BRANO SELEZIONATO ->
____

Roma: un Rigoletto espressionista e intimo
Quello che ieri sera ha inaugurato la stagione 2018/2019 dell’Opera di Roma è il Rigoletto di Daniele Gatti, e lo è a pieno diritto almeno per due motivi: il primo perché a lui il pubblico, dal quale si poteva temere qualche reazione relativamente a ciò che lo ha portato ad essere dimissionato – secondo noi a torto – dalla Concertgebouworkest, ha riservato un’accoglienza calorosa sin dal suo ingresso nella buca orchestrale e che è diventato ovazione alla fine, il secondo sta nella scelta di una lettura dell’opera in chave espressionista che condividiamo completamente.
Nonostante tutto Gatti dirige il preludio con gesto teso, afflitto da una meccanicità che usualmente non gli appartiene ma con cui riesce comunque immediatamente a definire la sua linea interpretativa; già dalla prima scena la bacchetta ritrova la naturalezza elegante e mai affettata che gli conosciamo e la mano sinistra prende a sottolineare le sfumature richieste al palcoscenico.

____

MATERIALE FORNITO ->
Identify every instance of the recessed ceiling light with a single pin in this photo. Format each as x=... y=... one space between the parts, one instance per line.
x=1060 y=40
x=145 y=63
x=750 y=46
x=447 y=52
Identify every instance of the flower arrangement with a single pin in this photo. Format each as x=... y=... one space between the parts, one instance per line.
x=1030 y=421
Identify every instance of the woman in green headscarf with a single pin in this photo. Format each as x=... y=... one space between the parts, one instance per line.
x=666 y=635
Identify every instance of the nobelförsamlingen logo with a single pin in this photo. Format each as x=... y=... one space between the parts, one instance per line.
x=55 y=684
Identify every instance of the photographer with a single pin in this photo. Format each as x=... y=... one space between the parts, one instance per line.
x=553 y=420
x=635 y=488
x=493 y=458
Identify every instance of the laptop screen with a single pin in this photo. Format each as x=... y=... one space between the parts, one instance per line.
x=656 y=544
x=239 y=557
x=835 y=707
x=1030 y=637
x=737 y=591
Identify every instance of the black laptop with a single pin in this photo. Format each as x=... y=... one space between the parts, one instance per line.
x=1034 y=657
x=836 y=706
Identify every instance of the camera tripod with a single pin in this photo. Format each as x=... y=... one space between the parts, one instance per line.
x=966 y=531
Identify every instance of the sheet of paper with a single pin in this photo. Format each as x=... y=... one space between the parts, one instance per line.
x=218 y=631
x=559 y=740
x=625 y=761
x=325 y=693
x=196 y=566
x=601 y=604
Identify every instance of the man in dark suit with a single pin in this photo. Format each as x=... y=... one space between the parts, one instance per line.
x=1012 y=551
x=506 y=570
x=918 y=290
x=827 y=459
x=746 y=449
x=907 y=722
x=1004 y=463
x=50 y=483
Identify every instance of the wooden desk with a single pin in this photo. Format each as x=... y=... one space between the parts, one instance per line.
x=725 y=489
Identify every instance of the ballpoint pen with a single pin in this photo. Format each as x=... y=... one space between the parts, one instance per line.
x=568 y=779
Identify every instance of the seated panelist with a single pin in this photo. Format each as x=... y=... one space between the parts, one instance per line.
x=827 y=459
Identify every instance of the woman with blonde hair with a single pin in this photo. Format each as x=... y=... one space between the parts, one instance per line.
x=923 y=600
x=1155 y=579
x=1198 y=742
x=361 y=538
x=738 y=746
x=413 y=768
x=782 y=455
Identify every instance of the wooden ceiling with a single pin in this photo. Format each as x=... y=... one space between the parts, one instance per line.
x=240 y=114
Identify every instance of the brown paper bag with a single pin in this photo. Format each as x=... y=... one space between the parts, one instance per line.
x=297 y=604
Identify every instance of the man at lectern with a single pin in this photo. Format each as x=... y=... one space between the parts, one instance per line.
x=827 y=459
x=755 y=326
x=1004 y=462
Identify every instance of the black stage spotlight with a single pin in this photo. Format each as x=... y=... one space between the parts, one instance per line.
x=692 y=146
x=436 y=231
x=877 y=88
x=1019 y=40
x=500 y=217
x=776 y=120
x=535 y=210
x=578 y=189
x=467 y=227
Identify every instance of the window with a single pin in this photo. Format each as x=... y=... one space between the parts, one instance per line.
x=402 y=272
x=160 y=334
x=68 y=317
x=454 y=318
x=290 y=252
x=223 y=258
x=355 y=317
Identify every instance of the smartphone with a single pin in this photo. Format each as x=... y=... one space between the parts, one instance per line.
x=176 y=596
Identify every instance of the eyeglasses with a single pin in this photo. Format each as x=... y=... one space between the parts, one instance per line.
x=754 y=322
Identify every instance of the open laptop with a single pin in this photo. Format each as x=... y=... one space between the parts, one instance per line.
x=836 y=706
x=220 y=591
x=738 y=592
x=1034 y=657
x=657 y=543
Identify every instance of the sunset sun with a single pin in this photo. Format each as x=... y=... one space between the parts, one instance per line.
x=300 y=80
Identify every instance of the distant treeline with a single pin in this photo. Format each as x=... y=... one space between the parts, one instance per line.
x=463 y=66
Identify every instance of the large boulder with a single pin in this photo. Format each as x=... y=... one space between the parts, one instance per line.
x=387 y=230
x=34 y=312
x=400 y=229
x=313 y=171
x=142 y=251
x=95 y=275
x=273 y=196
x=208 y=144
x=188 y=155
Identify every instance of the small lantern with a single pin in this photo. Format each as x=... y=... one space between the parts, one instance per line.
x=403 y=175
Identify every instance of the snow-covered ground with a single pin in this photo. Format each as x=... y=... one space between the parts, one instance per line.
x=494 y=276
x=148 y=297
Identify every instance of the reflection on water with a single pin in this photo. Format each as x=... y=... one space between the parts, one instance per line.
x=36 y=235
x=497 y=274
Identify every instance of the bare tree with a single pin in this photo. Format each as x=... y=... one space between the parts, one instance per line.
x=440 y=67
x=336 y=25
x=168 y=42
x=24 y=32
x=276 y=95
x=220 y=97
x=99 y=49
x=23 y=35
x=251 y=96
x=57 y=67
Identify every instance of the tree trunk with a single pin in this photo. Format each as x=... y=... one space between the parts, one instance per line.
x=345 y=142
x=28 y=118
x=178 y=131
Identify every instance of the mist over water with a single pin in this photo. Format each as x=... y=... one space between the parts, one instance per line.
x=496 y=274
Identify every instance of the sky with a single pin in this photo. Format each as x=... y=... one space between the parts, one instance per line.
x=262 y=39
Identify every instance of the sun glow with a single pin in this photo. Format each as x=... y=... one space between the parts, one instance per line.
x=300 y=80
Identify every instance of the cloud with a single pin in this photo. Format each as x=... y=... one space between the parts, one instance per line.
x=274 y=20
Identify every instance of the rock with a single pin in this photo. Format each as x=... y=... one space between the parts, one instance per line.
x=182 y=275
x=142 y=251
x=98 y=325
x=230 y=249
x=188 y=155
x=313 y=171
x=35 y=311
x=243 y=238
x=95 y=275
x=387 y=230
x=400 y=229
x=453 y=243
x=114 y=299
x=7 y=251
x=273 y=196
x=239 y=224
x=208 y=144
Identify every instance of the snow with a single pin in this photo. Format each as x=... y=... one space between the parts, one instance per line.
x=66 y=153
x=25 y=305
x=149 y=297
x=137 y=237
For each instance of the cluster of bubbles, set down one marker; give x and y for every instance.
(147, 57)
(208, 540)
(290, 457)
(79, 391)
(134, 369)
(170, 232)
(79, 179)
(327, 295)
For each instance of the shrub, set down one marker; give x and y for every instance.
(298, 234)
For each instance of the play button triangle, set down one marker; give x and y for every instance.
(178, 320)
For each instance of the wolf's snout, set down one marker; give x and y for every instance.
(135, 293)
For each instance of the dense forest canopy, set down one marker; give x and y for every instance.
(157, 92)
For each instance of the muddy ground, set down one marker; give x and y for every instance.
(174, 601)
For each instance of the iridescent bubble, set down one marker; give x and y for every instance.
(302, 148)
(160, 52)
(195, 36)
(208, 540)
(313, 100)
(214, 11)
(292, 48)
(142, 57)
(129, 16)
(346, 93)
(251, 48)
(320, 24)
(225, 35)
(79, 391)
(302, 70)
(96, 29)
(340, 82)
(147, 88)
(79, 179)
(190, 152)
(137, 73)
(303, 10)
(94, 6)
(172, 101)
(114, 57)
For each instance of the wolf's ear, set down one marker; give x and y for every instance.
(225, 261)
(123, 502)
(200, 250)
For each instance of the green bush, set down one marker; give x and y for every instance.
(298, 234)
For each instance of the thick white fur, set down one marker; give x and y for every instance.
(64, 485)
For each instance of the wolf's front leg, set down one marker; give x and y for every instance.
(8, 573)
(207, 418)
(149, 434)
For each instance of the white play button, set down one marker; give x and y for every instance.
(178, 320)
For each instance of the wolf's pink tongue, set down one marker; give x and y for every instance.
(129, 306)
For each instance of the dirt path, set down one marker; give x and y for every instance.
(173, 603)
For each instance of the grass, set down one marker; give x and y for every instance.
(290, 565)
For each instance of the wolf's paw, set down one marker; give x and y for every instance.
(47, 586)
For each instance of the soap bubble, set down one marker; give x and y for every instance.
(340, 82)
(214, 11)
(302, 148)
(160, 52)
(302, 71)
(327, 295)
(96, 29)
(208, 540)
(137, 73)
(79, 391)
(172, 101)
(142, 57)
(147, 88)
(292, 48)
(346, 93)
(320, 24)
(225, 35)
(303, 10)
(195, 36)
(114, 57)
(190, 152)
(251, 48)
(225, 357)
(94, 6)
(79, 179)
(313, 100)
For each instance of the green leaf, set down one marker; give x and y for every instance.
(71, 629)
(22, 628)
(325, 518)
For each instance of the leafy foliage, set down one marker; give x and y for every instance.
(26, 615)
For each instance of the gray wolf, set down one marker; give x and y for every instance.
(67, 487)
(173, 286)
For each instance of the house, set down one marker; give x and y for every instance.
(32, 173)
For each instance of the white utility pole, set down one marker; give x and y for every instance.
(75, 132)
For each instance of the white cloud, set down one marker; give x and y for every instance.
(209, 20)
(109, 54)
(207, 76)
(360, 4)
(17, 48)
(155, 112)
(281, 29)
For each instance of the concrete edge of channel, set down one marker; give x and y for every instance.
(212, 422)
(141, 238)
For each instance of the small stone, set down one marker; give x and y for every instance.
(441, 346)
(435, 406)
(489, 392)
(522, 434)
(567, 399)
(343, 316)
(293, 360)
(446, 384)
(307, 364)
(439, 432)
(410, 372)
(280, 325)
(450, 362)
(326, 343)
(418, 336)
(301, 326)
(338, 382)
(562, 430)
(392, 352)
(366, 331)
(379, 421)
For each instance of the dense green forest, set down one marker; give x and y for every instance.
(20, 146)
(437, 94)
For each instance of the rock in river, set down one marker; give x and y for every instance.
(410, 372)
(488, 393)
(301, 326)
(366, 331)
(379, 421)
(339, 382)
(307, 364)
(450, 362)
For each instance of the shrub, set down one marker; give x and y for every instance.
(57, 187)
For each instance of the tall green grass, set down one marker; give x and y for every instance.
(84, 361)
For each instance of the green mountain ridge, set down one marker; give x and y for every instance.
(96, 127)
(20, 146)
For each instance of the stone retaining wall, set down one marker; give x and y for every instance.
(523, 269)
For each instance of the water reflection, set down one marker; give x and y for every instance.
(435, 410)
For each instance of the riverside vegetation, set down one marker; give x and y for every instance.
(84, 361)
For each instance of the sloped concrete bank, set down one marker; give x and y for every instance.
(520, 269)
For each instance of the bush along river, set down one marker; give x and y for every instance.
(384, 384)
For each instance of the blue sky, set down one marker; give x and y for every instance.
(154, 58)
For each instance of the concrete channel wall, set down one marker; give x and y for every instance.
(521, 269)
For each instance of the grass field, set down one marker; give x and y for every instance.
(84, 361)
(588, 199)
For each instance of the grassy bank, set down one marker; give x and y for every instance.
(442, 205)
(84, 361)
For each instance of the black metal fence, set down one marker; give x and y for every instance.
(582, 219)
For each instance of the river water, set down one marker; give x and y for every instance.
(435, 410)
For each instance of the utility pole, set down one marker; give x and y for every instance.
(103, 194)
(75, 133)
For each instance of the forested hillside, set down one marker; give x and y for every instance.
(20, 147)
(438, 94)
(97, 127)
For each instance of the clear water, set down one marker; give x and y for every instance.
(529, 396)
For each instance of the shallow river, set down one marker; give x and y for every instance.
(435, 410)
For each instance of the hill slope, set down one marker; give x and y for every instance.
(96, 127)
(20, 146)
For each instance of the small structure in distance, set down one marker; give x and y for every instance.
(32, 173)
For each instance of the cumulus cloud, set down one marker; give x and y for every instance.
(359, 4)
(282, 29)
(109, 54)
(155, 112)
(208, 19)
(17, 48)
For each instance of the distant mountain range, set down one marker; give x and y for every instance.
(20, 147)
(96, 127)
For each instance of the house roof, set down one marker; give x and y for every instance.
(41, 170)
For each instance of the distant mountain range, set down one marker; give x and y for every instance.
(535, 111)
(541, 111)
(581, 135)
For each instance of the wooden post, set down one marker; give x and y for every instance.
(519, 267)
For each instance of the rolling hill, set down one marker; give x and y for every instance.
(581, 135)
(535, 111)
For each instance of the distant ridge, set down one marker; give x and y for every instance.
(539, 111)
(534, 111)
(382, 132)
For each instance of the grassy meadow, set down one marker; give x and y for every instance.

____

CONSEGNA A ->
Rispondi a queste domande sulla recensione del Rigoletto, una per riga:
(i) Quale stagione dell'Opera di Roma ha inaugurato questo Rigoletto?
(ii) Da quale orchestra è stato dimissionato Daniele Gatti?
(iii) Con quale mano Gatti sottolinea le sfumature richieste al palcoscenico?
CONSEGNA B -> Prosegui la recensione del Rigoletto a partire dall'ultima frase riportata.

RISPOSTA A ->
(i) La stagione 2018/2019.
(ii) Dalla Concertgebouworkest.
(iii) Con la mano sinistra.

RISPOSTA B ->
Il Rigoletto di Gatti vive di atmosfere notturne, raccolte in un’intimità pensosa e malinconica che i tempi sostenuti e la linea melodica, privi di qualunque concessione all’autocompiacimento nel suono “bello”, sottolineano in un racconto rapsodico e coinvolgente. Finalmente il duetto del protagonista con Sparafucile, alla fine del quale tutto è già deciso, è sussurrato, come il “Pari siamo” diviene una meditazione tutta interiore e non un proclama al mondo, esprimendo tutta la verità del personaggio. Così è anche il “Cortigiani “, lamento di un vecchio sconfitto; un capolavoro d’introspezione dove anche il libretto riacquista tutta la sua dignità drammaturgica.
Unico appunto: se si sceglie l’edizione critica – Alleluia! – non si risolve il “Sì vendetta” concedendo a Rigoletto la tradizionale puntatura al La bemolle mentre Gilda scende; è brutto e fuori stile anche se il pubblico sembra gradire.
Roberto Frontali si dimostra protagonista ideale di questo Rigoletto introverso, cesellando ogni singola frase, usando sapientemente le mezzevoci e meditando ogni frase, il tutto a rendere con classe e intelligenza musicale il tormento incessante del buffone.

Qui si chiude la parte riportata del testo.